It was ‘flesh’ that led to our birth as babies. It was the joining together of the flesh of our father and mother that resulted in our conception and birth. A human female gave birth to a human baby. Flesh gave birth to new flesh, and so this continues if we have children, and they have children. When someone is spiritually born again, they turn to God and believe in the Bible’s message about salvation through his Son. This new spiritual birth requires what Jesus refers to as ‘the Spirit’. Just as flesh must give birth to flesh, so ‘the Spirit’ must give birth to spirit. True spiritual life comes from God’s Spirit. And Jesus gives another illustration. He says, ‘The wind blows wherever it pleases. You hear its sound, but you cannot tell where it comes from or where it is going. So it is with everyone born of the Spirit.’

We cannot see the wind. It is invisible. But we can see its effects. When we see the trees swaying in a gale we know that it is windy. We wouldn’t look out of our window and say, ‘well I cannot see the wind, so it obviously isn’t there.’ Instead, we look at the trees moving and conclude that this is all the evidence we need to know that it is, indeed, a windy day today. The reason that the conifer in our garden is leaning more towards the fence is because the wind is pushing it in that direction.

And we must come to exactly that conclusion in spiritual matters. Why is it that a man or women or child starts leaning towards the Lord? It is because the Spirit of God is pushing them in that direction. Without this, they would not, could not, move.

We might struggle to completely understand this. That’s ok, so did Nicodemus. He said, ‘How can this be?’ Jesus goes on to acknowledge that what he is speaking about can prove hard to accept. These matter of heaven and earth are huge. They were like foreign concepts to Nicodemus when he first heard them. But then Jesus speaks some more words. Of all the words spoken by humankind in history, these really stand out. They are so simple, yet they are also so profound. Jesus points Nicodemus to some Old Testament scriptures where there is a real life picture of being saved from death, which illustrates the gospel perfectly.

### Aim of the exercise
Copy out the entire passage on spiritual birth word for word. The records are separate material with no connection to the passage on spiritual birth.

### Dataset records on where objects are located
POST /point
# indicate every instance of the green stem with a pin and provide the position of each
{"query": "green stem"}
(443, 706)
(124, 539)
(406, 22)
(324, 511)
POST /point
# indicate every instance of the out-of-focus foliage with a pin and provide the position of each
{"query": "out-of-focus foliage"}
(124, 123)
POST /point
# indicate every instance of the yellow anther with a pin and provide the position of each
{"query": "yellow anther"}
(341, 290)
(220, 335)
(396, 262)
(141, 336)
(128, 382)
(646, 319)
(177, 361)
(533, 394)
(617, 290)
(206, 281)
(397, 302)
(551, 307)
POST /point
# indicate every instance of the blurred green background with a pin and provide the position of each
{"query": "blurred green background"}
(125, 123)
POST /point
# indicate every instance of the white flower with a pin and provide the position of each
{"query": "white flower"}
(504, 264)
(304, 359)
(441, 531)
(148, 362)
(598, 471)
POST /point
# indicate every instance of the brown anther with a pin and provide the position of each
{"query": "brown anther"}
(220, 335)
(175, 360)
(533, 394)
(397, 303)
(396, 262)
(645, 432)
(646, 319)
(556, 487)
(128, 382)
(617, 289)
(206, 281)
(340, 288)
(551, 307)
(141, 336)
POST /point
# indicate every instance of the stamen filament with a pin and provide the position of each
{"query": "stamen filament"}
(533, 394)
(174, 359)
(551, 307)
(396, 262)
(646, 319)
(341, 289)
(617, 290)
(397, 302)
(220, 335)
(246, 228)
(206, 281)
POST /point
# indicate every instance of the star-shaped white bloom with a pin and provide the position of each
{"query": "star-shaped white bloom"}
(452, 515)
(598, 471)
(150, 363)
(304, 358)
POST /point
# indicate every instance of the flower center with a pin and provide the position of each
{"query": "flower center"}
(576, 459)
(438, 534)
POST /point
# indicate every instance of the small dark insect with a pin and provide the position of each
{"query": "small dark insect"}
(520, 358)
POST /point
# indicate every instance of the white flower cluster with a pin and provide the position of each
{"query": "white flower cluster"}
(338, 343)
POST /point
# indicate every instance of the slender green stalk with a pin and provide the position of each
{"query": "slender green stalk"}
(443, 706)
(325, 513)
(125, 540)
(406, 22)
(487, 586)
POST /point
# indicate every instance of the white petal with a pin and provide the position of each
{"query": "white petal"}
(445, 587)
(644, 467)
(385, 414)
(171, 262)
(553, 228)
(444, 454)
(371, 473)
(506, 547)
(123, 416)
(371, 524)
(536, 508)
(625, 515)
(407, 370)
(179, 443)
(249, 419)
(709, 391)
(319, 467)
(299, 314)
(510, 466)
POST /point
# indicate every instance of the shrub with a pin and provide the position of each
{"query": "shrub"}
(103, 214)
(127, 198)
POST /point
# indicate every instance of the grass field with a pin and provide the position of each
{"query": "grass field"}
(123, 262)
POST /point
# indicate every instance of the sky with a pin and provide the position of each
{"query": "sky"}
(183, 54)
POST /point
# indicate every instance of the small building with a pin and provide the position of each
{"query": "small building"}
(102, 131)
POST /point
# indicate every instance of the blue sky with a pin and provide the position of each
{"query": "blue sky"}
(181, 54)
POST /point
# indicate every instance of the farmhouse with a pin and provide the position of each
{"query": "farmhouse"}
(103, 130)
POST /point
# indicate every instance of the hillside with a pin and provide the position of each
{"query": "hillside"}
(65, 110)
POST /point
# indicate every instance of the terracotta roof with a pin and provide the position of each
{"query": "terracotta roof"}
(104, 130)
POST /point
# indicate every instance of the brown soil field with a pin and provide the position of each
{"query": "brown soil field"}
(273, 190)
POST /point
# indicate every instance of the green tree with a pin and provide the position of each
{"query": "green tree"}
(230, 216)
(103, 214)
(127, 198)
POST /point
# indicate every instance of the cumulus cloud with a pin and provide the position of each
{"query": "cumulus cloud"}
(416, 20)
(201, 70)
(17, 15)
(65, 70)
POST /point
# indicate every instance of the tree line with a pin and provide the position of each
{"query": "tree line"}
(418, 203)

### Output of the task
It was ‘flesh’ that led to our birth as babies. It was the joining together of the flesh of our father and mother that resulted in our conception and birth. A human female gave birth to a human baby. Flesh gave birth to new flesh, and so this continues if we have children, and they have children. When someone is spiritually born again, they turn to God and believe in the Bible’s message about salvation through his Son. This new spiritual birth requires what Jesus refers to as ‘the Spirit’. Just as flesh must give birth to flesh, so ‘the Spirit’ must give birth to spirit. True spiritual life comes from God’s Spirit. And Jesus gives another illustration. He says, ‘The wind blows wherever it pleases. You hear its sound, but you cannot tell where it comes from or where it is going. So it is with everyone born of the Spirit.’

We cannot see the wind. It is invisible. But we can see its effects. When we see the trees swaying in a gale we know that it is windy. We wouldn’t look out of our window and say, ‘well I cannot see the wind, so it obviously isn’t there.’ Instead, we look at the trees moving and conclude that this is all the evidence we need to know that it is, indeed, a windy day today. The reason that the conifer in our garden is leaning more towards the fence is because the wind is pushing it in that direction.

And we must come to exactly that conclusion in spiritual matters. Why is it that a man or women or child starts leaning towards the Lord? It is because the Spirit of God is pushing them in that direction. Without this, they would not, could not, move.

We might struggle to completely understand this. That’s ok, so did Nicodemus. He said, ‘How can this be?’ Jesus goes on to acknowledge that what he is speaking about can prove hard to accept. These matter of heaven and earth are huge. They were like foreign concepts to Nicodemus when he first heard them. But then Jesus speaks some more words. Of all the words spoken by humankind in history, these really stand out. They are so simple, yet they are also so profound. Jesus points Nicodemus to some Old Testament scriptures where there is a real life picture of being saved from death, which illustrates the gospel perfectly.